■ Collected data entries
○ ○ ○ ○ ○

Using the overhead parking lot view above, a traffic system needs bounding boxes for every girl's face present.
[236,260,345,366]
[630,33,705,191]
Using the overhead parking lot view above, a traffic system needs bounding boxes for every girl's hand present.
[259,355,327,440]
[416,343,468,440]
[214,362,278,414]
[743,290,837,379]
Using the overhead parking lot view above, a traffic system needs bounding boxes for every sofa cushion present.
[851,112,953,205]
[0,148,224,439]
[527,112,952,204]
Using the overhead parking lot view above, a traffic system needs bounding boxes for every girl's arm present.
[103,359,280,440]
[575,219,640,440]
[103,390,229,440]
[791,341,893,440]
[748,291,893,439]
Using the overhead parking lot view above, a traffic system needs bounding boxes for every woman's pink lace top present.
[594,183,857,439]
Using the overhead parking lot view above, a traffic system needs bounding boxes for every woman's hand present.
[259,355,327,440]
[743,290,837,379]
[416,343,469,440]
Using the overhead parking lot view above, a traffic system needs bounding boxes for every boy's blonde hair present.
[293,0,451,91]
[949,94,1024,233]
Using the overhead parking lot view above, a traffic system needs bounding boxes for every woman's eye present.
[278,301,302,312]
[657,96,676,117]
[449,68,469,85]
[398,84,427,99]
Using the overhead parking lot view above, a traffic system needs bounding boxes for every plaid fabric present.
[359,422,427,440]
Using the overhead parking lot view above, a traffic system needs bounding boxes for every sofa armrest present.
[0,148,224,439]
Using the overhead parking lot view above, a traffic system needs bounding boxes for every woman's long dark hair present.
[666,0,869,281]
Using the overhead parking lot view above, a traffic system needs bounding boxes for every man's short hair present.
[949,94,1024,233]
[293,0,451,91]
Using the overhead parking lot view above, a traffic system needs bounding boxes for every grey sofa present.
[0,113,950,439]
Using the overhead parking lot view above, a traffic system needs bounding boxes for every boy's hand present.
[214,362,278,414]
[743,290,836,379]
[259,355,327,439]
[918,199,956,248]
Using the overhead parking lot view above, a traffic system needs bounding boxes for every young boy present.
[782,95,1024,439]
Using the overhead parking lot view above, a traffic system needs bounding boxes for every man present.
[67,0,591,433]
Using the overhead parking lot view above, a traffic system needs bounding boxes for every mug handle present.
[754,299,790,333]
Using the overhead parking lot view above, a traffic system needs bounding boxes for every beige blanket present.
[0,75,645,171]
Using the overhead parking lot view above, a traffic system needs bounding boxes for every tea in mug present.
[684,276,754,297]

○ ○ ○ ○ ○

■ WORK TO BE COMPLETED
Copy all of the material above word for word, keeping every line unchanged.

■ SOLUTION FOR THIS EXERCISE
Using the overhead parking lot view above, a traffic system needs bounding boxes for every girl's face present.
[236,260,345,366]
[630,33,705,191]
Using the overhead parking lot view above, a traffic system needs bounding boxes for every girl's hand present.
[259,355,327,440]
[416,343,468,440]
[214,362,278,414]
[743,290,837,379]
Using the overhead parking lot view above, a traffic system needs bounding boxes for every sofa cushion present.
[851,112,953,205]
[0,148,224,439]
[527,112,952,204]
Using the overhead parking lot view above, a traffic system needs bounding boxes for every girl's arm present.
[103,359,280,440]
[575,219,640,440]
[103,390,229,440]
[791,341,893,440]
[748,291,893,439]
Using the overhead parking lot view above, a traffic system needs bounding boxes for every woman's pink lace top present.
[594,183,857,439]
Using the overhead parking lot view above, a traffic system needs bounding boxes for every woman's hand present.
[259,355,327,440]
[743,290,837,379]
[416,343,469,440]
Using the overhead parking lot view above, a traffic system needs bounding boxes for every boy's blonde hair present.
[293,0,451,91]
[949,94,1024,233]
Using the overhead parking lot view above, a traffic system needs bounding boxes for every woman's eye present.
[278,301,302,312]
[657,96,676,117]
[449,68,469,85]
[398,84,427,99]
Using the overhead parking lot view above, a traffic system needs bounding boxes for every plaid fabric present.
[359,422,427,440]
Using the overhead parking lot view above, a traffic system needs bounding boxes for every sofa armrest present.
[0,148,224,439]
Using the overhead parking lot view above, a traffic system needs bounding boxes for every woman's long dark hair present.
[666,0,869,281]
Using the overhead parking lot view above, a traffic system needs bounding boxes for every man's short hair present.
[949,94,1024,233]
[293,0,451,91]
Using the overhead parking lot view above, a traffic system needs bounding boxes for every grey sofa present.
[0,113,950,439]
Using the overhead parking lot view above, a traffic system needs bounding boxes for every boy's hand present.
[214,362,278,414]
[743,290,836,379]
[259,355,327,439]
[918,199,956,248]
Using the overhead parking lot view above, a traffic system needs bounding boxes for every young boy present.
[782,95,1024,439]
Using the overhead parking lot view above, a traffic system needs bounding boxes for every man present.
[67,0,591,433]
Using the overhead parking lot view above, a traffic system needs bounding boxes for every mug handle present.
[754,299,790,333]
Using the overhead parking lot view above, a traffic system needs bounding boxes for every beige blanket present.
[0,75,645,171]
Using the overhead parking lot view above, a traffic system needs bounding boxes for every tea in mug present.
[684,276,754,297]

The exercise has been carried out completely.